**Instructions for the task:** Rewrite everything from the line containing "In this exercise you will find the nike" down to the line containing "[(883, 374)]", replacing each "jersey" with "shirt" and leaving all else unchanged.

╭─ Records shown

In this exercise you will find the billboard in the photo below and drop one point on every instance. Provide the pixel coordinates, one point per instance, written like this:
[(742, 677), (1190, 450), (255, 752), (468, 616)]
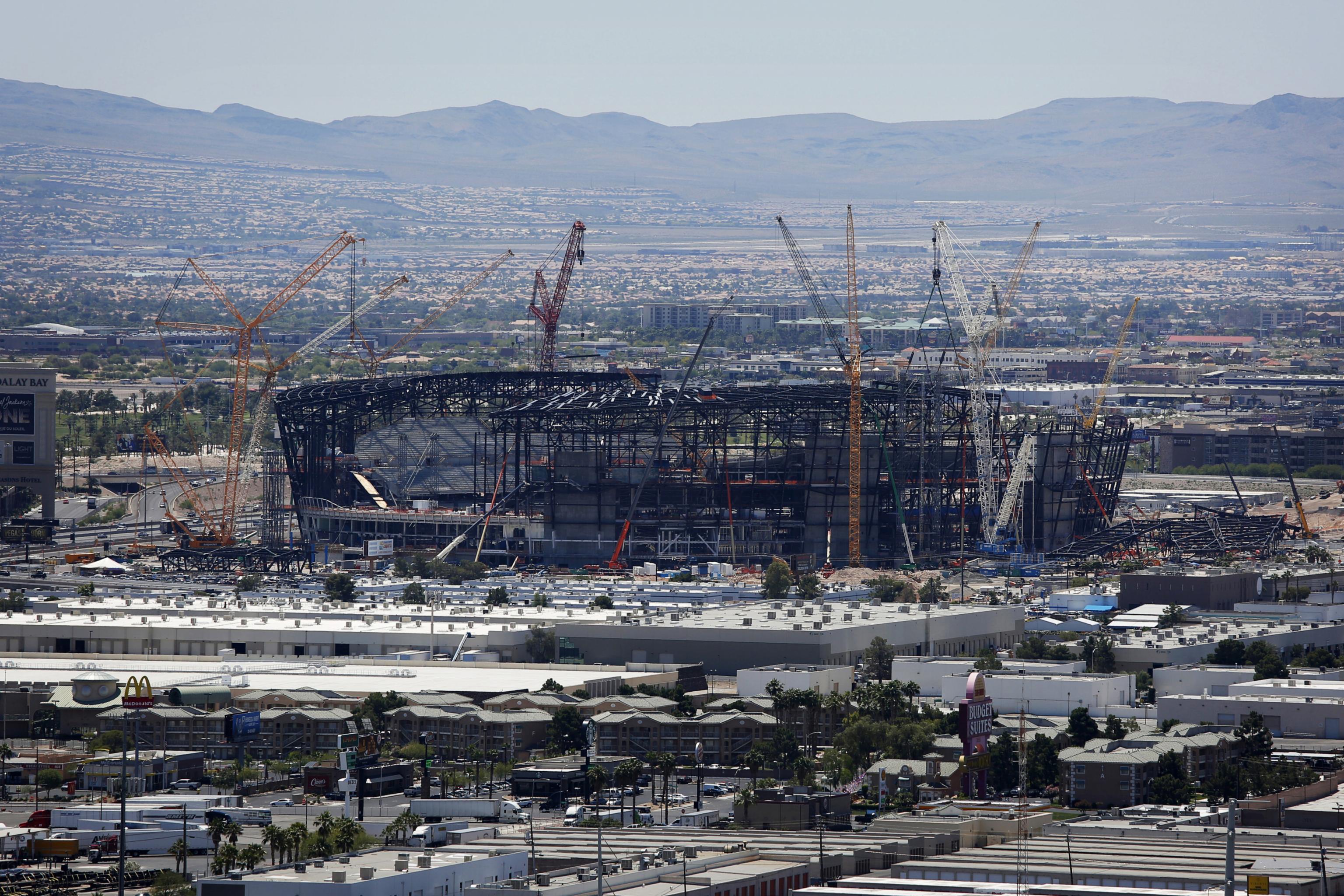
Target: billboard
[(242, 727), (18, 414)]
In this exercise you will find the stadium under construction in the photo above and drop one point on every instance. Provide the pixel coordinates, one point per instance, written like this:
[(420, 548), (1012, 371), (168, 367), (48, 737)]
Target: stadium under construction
[(541, 468)]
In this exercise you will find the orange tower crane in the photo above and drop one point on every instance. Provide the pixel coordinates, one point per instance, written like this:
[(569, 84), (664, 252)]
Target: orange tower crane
[(553, 301), (221, 522)]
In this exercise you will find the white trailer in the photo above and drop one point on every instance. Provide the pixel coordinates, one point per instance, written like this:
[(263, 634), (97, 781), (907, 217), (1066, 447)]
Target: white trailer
[(484, 809)]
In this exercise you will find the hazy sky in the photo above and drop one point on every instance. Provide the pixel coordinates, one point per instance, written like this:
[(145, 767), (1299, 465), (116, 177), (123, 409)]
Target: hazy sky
[(676, 62)]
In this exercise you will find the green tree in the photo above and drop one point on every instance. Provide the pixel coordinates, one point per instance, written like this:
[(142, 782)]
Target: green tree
[(1003, 763), (339, 588), (375, 704), (932, 592), (50, 780), (1082, 727), (1229, 652), (1042, 763), (1256, 739), (776, 581), (1170, 788), (1171, 616), (566, 730), (541, 645), (877, 659)]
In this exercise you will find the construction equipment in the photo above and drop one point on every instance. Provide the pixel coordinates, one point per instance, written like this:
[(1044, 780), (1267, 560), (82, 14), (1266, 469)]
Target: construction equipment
[(615, 564), (1111, 368), (373, 360), (977, 326), (220, 523), (1292, 484), (850, 351), (1004, 301), (266, 401), (553, 301)]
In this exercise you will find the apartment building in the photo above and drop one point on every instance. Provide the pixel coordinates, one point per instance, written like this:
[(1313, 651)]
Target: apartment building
[(1120, 773), (512, 732), (726, 735)]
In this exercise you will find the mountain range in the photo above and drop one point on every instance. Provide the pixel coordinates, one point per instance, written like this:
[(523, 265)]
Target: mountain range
[(1287, 148)]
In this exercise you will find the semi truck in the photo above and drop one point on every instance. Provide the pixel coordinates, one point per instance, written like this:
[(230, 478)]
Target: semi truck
[(483, 809)]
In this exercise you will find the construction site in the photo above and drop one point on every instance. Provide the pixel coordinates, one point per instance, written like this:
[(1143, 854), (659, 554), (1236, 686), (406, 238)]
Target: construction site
[(615, 469)]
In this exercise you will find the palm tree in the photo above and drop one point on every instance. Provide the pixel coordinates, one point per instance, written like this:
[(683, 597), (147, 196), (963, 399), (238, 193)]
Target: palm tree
[(627, 774), (667, 766), (596, 780), (298, 835), (179, 854), (404, 825), (217, 831), (250, 856), (226, 858), (273, 836), (6, 756), (756, 760), (346, 835)]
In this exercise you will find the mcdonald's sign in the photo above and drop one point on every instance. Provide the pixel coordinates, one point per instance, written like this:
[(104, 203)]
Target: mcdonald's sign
[(137, 695)]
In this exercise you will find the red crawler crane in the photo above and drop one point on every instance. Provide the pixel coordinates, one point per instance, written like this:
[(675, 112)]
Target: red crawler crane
[(549, 312)]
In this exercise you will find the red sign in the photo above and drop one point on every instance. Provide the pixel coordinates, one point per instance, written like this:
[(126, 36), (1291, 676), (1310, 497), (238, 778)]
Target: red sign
[(137, 695)]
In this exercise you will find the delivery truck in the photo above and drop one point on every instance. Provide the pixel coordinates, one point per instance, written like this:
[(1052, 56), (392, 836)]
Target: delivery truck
[(624, 817), (483, 809)]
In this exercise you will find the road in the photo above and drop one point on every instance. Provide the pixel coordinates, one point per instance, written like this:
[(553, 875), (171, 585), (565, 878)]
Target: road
[(378, 813)]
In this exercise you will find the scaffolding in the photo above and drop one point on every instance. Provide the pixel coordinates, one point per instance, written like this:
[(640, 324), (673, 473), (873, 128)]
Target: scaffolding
[(748, 473)]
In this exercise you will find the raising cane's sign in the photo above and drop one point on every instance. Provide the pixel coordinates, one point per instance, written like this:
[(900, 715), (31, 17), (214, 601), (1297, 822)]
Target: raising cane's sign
[(975, 717)]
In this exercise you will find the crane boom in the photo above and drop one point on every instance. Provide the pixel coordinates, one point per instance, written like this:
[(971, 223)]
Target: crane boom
[(1111, 368), (1004, 301), (443, 309), (977, 327), (553, 300), (1292, 484), (855, 371)]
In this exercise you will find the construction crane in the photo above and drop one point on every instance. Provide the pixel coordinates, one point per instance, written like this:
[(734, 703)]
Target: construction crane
[(1292, 484), (553, 300), (977, 326), (221, 522), (615, 564), (373, 359), (850, 351), (1111, 368), (266, 401)]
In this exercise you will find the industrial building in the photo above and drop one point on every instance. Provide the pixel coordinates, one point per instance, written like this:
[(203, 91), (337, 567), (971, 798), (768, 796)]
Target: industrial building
[(746, 473), (377, 872), (735, 637)]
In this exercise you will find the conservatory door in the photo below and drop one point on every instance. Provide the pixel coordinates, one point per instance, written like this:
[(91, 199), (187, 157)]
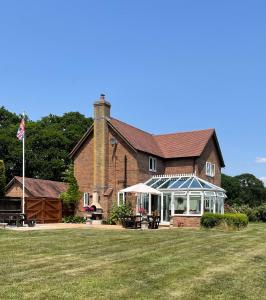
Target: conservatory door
[(166, 208)]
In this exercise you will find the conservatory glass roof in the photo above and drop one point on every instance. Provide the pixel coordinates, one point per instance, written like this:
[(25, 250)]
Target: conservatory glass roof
[(183, 182)]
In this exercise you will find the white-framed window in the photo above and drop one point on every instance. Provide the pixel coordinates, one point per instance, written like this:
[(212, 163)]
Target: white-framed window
[(152, 164), (210, 169), (85, 199)]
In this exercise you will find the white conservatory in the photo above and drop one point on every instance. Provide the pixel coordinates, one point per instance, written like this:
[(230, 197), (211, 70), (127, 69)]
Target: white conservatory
[(182, 200)]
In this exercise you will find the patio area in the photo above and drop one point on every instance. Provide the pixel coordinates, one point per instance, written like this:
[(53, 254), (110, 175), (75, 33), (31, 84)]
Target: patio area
[(180, 199)]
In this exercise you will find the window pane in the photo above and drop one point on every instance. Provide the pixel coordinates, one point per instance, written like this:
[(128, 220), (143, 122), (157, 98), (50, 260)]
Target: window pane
[(205, 185), (195, 184), (161, 181), (186, 184), (151, 181), (180, 204), (194, 204), (150, 163), (169, 182), (179, 182)]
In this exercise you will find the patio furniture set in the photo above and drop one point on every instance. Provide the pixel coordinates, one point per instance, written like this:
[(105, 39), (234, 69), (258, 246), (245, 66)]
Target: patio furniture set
[(141, 222)]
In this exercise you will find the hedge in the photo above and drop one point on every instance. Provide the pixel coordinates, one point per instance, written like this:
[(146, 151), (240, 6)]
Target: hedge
[(234, 221)]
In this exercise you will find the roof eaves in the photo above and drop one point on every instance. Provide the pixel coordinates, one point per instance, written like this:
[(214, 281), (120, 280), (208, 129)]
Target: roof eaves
[(15, 179), (218, 149)]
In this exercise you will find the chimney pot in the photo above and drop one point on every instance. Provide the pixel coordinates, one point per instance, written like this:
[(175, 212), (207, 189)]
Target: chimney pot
[(102, 97)]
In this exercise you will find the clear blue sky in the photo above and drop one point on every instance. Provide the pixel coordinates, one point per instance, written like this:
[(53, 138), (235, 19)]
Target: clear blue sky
[(165, 66)]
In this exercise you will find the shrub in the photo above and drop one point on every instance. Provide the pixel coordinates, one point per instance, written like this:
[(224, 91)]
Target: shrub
[(2, 178), (231, 220), (261, 213), (74, 219), (118, 212), (252, 213)]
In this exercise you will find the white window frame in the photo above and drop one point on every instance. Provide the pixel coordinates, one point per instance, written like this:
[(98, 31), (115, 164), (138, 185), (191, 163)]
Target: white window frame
[(86, 199), (152, 164), (210, 169)]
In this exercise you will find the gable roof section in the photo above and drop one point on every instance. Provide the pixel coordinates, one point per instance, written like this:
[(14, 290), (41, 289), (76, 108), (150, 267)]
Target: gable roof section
[(174, 145), (184, 144), (41, 187), (139, 139)]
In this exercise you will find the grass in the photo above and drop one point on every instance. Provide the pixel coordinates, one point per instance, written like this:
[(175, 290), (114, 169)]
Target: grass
[(105, 264)]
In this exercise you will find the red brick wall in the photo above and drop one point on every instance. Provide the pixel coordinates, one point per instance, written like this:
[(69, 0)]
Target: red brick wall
[(209, 154), (83, 168), (137, 167), (179, 166), (143, 167), (186, 221)]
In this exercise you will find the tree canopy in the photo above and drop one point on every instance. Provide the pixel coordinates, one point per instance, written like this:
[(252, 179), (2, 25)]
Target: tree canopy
[(2, 178), (244, 189), (48, 143)]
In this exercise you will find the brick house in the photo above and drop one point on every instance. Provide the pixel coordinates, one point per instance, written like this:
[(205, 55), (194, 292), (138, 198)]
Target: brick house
[(113, 155)]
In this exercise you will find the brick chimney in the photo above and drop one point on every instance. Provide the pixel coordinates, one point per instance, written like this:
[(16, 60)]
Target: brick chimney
[(101, 145)]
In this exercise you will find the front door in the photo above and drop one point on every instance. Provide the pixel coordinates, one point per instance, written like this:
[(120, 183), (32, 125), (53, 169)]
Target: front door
[(166, 208)]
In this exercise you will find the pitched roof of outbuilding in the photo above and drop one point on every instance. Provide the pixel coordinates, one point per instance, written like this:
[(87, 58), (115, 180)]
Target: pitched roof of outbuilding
[(174, 145), (41, 187)]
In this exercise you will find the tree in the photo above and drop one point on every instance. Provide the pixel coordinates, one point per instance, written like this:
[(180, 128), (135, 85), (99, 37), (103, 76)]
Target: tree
[(2, 179), (48, 143), (72, 195)]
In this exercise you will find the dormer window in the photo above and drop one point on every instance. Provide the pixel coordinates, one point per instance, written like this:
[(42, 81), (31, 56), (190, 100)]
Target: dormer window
[(86, 199), (210, 169), (152, 164)]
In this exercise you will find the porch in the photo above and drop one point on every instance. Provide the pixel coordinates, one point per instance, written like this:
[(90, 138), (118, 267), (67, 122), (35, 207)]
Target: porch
[(181, 201)]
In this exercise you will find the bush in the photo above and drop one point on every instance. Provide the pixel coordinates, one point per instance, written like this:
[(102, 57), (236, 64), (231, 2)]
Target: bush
[(261, 213), (74, 219), (255, 214), (118, 212), (231, 220)]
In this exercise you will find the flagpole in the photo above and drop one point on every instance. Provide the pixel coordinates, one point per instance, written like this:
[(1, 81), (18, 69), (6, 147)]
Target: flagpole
[(23, 170)]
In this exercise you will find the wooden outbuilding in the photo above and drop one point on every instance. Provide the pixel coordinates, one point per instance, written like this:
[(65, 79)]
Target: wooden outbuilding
[(42, 198)]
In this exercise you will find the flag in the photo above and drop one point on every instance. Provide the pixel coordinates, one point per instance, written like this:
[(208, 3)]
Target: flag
[(21, 130)]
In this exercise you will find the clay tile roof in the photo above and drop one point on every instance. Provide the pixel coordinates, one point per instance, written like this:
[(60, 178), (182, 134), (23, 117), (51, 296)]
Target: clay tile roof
[(139, 139), (43, 188), (184, 144), (174, 145)]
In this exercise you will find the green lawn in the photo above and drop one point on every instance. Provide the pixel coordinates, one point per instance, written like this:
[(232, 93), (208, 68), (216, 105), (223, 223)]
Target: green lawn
[(111, 264)]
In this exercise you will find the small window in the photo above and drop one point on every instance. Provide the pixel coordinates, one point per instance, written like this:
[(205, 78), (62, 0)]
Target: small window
[(86, 199), (210, 169), (152, 164)]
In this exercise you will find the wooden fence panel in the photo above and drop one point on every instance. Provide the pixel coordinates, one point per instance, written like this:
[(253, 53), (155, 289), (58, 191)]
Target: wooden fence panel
[(44, 210)]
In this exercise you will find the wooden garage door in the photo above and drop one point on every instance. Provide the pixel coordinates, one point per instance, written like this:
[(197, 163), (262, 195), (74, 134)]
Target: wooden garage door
[(44, 210)]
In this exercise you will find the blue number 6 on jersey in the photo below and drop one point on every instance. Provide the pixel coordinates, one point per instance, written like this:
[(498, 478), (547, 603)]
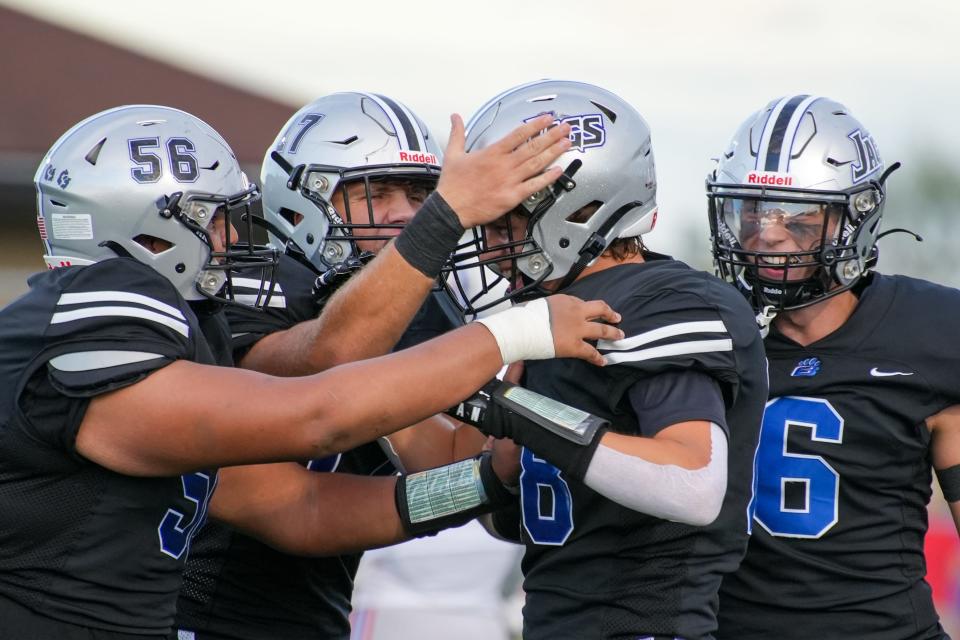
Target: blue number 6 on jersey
[(551, 523), (177, 528), (817, 483)]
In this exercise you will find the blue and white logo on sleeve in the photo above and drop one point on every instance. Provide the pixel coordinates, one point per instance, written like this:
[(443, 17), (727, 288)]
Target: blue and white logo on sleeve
[(806, 368)]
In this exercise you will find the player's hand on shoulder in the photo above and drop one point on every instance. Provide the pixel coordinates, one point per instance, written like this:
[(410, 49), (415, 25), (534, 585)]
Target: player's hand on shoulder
[(505, 458), (576, 323), (482, 185)]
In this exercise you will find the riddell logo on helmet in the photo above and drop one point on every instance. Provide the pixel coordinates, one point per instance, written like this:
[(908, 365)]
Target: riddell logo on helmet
[(770, 178), (418, 156)]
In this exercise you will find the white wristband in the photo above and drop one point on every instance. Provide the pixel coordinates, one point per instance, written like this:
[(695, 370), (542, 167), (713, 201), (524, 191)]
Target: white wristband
[(522, 332)]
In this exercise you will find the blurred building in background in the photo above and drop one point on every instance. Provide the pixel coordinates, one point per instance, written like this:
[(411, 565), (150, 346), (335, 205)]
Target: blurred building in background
[(54, 77)]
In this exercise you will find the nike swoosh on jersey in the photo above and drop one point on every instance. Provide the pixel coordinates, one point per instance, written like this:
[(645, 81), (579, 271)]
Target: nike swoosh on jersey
[(883, 374)]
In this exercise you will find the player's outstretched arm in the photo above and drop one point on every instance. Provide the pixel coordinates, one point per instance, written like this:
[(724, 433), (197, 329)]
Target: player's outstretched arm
[(945, 448), (307, 512), (474, 188), (185, 416)]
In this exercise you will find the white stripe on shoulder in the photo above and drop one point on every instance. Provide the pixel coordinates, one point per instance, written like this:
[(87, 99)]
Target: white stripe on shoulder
[(256, 284), (126, 312), (92, 360), (250, 299), (675, 349), (119, 296), (681, 328)]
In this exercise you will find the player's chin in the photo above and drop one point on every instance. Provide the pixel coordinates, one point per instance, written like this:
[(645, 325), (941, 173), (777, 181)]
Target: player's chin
[(776, 276), (372, 246)]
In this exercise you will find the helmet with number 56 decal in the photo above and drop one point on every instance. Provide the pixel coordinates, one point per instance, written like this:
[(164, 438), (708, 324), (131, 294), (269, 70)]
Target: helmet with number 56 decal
[(158, 185)]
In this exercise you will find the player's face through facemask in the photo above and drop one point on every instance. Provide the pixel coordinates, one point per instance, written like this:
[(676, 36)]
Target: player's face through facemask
[(784, 237), (503, 238), (376, 210)]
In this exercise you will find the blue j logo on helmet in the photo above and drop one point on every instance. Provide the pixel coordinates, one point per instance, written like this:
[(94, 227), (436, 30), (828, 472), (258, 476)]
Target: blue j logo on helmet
[(586, 130)]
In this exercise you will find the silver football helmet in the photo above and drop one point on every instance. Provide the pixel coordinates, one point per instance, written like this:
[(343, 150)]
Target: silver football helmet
[(147, 182), (607, 191), (795, 203), (332, 143)]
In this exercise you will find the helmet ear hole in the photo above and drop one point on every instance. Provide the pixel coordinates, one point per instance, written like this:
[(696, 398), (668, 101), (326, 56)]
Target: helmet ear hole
[(584, 213), (292, 217), (153, 244)]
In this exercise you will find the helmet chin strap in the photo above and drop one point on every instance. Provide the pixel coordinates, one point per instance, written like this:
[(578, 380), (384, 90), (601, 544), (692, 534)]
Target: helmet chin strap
[(595, 245), (765, 319)]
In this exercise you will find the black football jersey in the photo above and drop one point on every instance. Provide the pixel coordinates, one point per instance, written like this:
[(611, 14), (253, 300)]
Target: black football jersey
[(596, 569), (239, 588), (86, 552), (843, 474)]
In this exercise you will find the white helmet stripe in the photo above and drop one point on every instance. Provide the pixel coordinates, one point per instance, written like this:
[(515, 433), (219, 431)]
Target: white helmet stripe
[(791, 135), (495, 99), (408, 132), (768, 126)]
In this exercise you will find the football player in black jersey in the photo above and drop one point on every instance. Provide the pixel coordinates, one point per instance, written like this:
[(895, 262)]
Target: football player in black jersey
[(628, 524), (114, 413), (236, 586), (863, 384)]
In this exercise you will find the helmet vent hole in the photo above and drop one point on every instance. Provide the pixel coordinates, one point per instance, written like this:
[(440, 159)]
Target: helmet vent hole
[(94, 153), (606, 111), (583, 214), (290, 216), (153, 244)]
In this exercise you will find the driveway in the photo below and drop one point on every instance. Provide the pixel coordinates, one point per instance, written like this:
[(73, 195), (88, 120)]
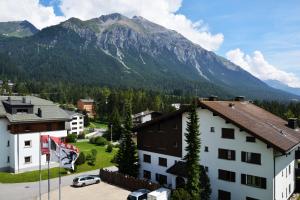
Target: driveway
[(29, 191), (99, 191)]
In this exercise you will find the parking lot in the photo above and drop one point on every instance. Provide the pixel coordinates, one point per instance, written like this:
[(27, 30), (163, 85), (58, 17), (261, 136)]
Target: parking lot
[(101, 191)]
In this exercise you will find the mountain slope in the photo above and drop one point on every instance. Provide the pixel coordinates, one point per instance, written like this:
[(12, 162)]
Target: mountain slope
[(118, 51), (17, 29), (281, 86)]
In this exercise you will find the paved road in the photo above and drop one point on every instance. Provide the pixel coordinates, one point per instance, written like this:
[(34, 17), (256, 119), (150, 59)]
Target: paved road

╰─

**Exercise answer:**
In this exercise you will find the nike swoosh on shirt in the photo above and drop one point on every instance. Provide the pixel coordinates, one point per instance, written like this:
[(645, 81), (579, 271)]
Target: nike swoosh on shirt
[(883, 374)]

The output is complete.